------ EXERCISE DATA

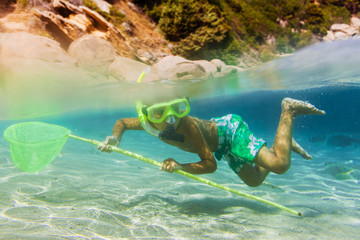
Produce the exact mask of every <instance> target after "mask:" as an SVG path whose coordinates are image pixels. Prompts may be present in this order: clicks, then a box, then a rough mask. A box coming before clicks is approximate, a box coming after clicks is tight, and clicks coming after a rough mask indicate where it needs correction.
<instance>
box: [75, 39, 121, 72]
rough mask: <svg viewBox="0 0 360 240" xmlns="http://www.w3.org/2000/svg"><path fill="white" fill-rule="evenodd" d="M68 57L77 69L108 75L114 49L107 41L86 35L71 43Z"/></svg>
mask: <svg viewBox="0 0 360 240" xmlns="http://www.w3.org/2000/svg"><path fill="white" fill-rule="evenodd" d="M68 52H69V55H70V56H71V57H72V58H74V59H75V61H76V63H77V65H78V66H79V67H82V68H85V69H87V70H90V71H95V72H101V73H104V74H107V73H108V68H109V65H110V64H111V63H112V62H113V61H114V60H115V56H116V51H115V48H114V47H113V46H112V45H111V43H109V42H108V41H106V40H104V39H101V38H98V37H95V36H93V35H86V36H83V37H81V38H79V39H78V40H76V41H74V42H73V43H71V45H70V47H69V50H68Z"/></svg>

------------
------ EXERCISE DATA

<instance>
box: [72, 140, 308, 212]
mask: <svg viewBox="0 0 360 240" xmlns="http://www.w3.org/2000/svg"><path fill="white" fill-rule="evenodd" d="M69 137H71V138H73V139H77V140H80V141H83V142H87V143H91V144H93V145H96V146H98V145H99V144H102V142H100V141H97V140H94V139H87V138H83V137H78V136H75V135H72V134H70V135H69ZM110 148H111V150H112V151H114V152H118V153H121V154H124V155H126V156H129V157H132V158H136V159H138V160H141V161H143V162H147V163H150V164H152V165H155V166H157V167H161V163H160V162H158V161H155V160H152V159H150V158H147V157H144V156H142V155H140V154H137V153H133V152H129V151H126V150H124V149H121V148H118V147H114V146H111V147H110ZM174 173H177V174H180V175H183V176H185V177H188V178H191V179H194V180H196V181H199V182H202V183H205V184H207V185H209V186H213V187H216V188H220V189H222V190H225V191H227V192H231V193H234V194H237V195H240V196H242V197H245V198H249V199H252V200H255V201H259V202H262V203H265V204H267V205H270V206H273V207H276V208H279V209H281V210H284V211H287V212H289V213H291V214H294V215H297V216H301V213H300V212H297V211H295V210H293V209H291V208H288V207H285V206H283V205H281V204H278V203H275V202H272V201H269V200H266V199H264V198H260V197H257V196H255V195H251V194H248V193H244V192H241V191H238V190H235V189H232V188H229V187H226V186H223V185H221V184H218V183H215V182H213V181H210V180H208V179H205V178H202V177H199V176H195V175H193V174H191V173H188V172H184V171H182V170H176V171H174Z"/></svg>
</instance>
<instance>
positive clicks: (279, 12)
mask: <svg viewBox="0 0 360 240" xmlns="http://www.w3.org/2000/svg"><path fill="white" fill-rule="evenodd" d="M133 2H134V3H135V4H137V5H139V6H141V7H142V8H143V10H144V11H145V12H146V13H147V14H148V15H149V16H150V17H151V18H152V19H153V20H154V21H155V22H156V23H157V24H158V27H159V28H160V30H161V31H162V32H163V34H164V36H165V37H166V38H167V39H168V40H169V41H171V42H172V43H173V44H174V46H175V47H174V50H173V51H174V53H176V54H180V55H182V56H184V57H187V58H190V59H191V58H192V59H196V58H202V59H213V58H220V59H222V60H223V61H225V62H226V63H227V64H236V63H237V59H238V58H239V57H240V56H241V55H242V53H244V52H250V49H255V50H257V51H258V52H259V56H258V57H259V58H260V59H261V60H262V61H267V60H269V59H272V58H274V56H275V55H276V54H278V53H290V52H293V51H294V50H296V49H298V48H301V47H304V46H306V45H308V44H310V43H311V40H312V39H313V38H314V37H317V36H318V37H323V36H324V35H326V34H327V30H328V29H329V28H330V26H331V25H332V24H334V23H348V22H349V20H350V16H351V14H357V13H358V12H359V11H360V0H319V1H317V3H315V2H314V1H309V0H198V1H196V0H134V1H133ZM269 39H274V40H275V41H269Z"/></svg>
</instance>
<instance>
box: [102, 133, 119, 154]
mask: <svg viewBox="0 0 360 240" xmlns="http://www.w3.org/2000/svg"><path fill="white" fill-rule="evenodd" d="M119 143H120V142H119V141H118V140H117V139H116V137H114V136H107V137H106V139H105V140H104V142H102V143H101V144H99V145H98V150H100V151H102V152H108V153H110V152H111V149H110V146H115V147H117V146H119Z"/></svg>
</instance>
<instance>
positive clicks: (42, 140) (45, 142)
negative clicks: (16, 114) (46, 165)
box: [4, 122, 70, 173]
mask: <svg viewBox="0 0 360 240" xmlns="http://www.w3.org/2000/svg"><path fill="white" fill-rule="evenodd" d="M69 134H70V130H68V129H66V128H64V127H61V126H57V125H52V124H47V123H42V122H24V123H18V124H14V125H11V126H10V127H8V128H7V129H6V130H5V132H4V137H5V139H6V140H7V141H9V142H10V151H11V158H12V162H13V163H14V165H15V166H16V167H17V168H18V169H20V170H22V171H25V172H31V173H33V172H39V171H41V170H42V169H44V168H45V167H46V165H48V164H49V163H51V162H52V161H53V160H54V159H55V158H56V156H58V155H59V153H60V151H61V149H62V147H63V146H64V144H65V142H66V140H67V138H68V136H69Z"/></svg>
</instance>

------------

▶ **WHAT THE TASK REQUIRES**: Please give an exact copy of the lines above, beginning with the line containing "positive clicks: (42, 140) (45, 142)" and running through the line containing "negative clicks: (16, 114) (46, 165)", and of no other lines.

▶ **OUTPUT FOR THIS EXERCISE**:
positive clicks: (42, 140) (45, 142)
negative clicks: (16, 114) (46, 165)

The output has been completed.